TEXT BLOCK:
----
As the new premier, he gradually transformed the government into a dictatorship. In 1924 the Socialist deputy Matteotti was murdered. Opposition was put down by an efficient secret police and the Fascist party militia, and the press was regimented. Parliamentary government ended in 1928, and the state economy was reorganized along the lines of the Fascist corporative state. Conflict between church and state was ended by the Lateran Treaty (1929).
Mussolini was called Duce [leader] by his followers; his official title was “head of the government,” and he held, besides the premiership, as many portfolios as he saw fit. His ambition to restore ancient greatness found expression in grandiloquent slogans and speeches and in the erection of monumental buildings. The encouragement he gave to the already high Italian birth rate, his imperialistic designs, and his incitement of extreme nationalist groups created an explosive situation.
Fateful Alliance with Germany
Mussolini was at first cool to Adolf Hitler and opposed his designs on Austria. However, Mussolini's diplomatic isolation after his attack (1935) on Ethiopia led to a rapprochement with Germany. In 1936, Hitler and Mussolini aided Francisco Franco in the Spanish Civil War; the Rome-Berlin Axis was strengthened by a formal alliance (1939), which Mussolini's son-in-law and foreign minister, Galeazzo Ciano, helped to create.
----
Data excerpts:
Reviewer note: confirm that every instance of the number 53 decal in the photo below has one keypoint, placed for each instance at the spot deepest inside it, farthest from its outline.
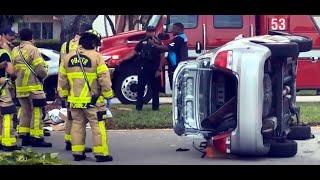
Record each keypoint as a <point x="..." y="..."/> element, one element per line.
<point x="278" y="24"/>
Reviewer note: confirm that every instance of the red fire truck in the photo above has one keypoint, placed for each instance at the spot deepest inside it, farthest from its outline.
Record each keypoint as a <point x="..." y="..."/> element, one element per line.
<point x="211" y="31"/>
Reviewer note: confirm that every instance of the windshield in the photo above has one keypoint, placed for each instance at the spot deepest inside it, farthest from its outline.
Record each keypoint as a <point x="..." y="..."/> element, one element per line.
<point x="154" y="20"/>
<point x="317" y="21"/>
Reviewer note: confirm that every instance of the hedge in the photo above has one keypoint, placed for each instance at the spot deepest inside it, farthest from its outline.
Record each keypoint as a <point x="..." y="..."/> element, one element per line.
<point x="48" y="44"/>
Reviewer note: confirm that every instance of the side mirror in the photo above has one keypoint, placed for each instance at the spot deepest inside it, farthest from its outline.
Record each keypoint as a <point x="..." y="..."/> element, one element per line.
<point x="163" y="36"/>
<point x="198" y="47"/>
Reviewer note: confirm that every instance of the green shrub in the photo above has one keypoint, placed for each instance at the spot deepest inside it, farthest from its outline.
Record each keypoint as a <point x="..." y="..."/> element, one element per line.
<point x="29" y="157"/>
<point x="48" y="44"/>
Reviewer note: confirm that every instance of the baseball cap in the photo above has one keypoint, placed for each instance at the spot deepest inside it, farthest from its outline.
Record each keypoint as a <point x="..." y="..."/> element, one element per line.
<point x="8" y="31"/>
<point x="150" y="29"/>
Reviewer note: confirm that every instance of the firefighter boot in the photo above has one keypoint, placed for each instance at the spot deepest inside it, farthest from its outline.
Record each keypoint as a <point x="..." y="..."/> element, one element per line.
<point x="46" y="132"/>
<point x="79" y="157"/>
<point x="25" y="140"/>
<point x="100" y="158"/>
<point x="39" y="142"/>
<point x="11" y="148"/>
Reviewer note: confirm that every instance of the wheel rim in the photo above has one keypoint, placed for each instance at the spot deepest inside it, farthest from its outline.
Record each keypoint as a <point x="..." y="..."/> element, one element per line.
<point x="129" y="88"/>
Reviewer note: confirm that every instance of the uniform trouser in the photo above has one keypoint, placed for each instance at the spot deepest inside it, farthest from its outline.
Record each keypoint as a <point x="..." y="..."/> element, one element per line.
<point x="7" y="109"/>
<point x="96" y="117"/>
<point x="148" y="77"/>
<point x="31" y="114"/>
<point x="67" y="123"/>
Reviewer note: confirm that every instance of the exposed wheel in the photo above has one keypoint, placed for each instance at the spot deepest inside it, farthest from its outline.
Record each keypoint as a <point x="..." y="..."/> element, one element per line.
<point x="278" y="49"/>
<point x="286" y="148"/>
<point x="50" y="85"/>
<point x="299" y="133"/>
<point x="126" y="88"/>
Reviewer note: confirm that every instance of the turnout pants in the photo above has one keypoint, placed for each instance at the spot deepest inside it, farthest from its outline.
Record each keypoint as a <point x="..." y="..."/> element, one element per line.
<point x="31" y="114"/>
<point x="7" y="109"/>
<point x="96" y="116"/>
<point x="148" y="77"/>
----
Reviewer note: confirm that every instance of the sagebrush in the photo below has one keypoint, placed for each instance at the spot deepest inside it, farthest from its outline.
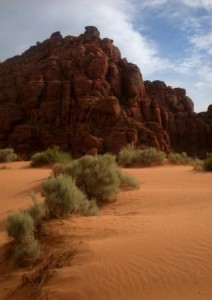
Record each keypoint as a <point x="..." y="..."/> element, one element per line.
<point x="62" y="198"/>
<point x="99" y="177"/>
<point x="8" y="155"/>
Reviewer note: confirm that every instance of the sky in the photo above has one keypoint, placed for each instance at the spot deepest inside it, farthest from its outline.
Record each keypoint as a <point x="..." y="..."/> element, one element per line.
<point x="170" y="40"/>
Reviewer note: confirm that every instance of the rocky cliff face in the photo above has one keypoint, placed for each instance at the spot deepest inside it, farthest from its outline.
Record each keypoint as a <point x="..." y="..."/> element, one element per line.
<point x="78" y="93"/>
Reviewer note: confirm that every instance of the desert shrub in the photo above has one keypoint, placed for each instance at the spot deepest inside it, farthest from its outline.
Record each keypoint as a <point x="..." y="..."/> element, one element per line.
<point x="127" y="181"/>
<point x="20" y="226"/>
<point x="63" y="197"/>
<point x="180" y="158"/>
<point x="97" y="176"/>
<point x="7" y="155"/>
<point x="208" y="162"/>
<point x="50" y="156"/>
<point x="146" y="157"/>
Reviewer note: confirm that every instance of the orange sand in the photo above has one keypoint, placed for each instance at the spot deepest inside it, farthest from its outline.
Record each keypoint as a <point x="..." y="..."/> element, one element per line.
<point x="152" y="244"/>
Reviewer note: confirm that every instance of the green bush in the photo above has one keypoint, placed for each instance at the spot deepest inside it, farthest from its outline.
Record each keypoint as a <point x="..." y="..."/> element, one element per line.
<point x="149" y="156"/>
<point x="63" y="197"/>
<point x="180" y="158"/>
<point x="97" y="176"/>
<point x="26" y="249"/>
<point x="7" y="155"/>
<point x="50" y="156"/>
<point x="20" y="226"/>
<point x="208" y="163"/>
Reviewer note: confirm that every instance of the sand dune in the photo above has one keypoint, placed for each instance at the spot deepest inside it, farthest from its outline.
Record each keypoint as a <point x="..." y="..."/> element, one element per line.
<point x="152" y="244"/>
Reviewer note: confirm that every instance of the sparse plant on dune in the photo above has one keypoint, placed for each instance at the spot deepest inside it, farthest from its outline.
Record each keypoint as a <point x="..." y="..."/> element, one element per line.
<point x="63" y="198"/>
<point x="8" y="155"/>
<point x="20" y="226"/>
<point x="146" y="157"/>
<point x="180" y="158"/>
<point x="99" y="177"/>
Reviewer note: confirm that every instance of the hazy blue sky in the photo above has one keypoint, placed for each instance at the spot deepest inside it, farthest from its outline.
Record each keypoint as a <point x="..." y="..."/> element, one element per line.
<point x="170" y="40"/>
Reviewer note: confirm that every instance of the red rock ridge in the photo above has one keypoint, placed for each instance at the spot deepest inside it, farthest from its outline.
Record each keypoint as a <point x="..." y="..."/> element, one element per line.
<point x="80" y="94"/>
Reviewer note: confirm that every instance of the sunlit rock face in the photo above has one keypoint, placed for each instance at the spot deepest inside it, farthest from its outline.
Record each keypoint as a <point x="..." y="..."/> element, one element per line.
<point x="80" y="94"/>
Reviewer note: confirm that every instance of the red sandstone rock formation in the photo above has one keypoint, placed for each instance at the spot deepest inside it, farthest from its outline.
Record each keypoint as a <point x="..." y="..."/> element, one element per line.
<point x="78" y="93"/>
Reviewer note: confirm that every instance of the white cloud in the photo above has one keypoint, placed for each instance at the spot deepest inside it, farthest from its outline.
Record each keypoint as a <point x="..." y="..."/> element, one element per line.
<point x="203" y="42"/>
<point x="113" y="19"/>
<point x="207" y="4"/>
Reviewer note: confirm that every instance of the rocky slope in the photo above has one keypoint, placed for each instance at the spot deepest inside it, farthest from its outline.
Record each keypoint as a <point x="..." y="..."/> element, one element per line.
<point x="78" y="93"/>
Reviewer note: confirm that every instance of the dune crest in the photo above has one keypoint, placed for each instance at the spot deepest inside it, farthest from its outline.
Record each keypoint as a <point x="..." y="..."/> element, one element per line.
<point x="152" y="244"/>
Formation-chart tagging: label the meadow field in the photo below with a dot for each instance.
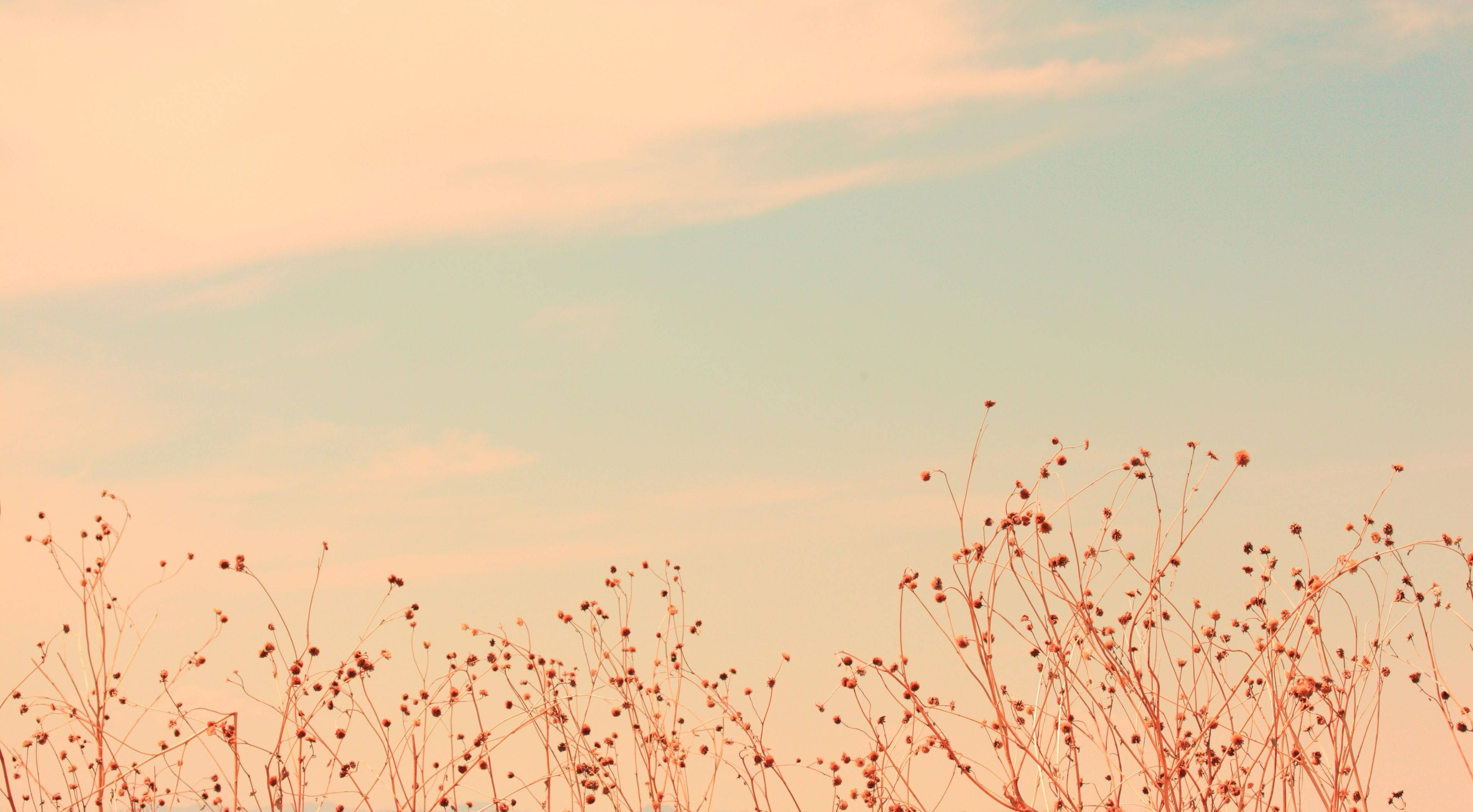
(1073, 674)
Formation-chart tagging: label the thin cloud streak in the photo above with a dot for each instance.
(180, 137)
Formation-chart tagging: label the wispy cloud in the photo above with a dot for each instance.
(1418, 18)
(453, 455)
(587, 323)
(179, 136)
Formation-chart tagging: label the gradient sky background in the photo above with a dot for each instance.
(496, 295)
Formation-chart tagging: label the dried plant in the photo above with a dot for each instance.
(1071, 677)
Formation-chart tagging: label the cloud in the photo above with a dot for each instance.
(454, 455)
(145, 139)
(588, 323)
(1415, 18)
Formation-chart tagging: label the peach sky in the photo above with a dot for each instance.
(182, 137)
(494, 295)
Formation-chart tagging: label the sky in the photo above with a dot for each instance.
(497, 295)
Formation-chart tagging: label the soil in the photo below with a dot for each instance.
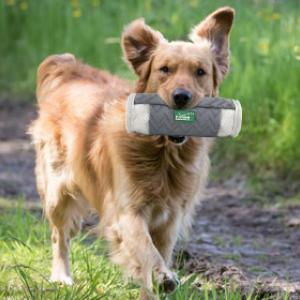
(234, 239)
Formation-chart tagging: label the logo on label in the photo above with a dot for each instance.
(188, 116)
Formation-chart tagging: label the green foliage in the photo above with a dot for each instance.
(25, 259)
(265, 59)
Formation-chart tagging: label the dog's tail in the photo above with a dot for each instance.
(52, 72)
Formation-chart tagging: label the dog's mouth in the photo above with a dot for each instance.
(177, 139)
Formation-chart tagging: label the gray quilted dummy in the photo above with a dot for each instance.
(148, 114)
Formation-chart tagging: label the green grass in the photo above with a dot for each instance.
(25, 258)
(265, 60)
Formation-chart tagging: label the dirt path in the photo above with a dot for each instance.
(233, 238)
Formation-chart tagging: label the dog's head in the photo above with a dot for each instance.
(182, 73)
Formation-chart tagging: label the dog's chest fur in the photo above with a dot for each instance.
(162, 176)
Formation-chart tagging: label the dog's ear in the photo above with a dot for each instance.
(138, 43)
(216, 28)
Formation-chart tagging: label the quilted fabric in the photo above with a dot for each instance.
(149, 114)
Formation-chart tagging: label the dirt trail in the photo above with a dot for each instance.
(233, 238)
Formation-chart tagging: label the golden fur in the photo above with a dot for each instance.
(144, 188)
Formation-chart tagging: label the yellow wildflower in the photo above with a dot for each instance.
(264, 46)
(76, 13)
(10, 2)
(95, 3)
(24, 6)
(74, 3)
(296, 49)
----
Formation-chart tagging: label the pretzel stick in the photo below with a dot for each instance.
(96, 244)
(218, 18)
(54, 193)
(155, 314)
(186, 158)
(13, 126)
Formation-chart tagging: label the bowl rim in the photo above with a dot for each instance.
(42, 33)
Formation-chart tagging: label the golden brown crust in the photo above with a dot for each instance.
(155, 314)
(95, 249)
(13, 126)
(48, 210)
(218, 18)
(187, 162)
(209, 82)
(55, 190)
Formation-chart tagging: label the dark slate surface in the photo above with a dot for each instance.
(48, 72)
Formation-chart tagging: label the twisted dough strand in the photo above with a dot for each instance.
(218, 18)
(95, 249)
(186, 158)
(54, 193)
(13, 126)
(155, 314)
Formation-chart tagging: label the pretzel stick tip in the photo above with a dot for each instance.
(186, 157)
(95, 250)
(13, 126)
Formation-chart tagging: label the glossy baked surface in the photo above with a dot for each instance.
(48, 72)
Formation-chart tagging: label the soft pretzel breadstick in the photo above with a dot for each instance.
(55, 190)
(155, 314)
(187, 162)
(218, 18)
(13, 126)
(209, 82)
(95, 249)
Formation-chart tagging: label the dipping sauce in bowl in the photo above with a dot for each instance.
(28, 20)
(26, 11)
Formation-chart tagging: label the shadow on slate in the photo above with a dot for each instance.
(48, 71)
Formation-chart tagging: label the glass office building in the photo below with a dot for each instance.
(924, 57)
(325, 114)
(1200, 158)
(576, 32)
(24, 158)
----
TASKS TO COMPLETE:
1. According to the Mussolini passage, in which year did parliamentary government end?
2. Please set down the Mussolini passage from "Fateful Alliance with" to "helped to create.".

ANSWERS TO THE PROBLEMS:
1. 1928

2.
Fateful Alliance with Germany
Mussolini was at first cool to Adolf Hitler and opposed his designs on Austria. However, Mussolini's diplomatic isolation after his attack (1935) on Ethiopia led to a rapprochement with Germany. In 1936, Hitler and Mussolini aided Francisco Franco in the Spanish Civil War; the Rome-Berlin Axis was strengthened by a formal alliance (1939), which Mussolini's son-in-law and foreign minister, Galeazzo Ciano, helped to create.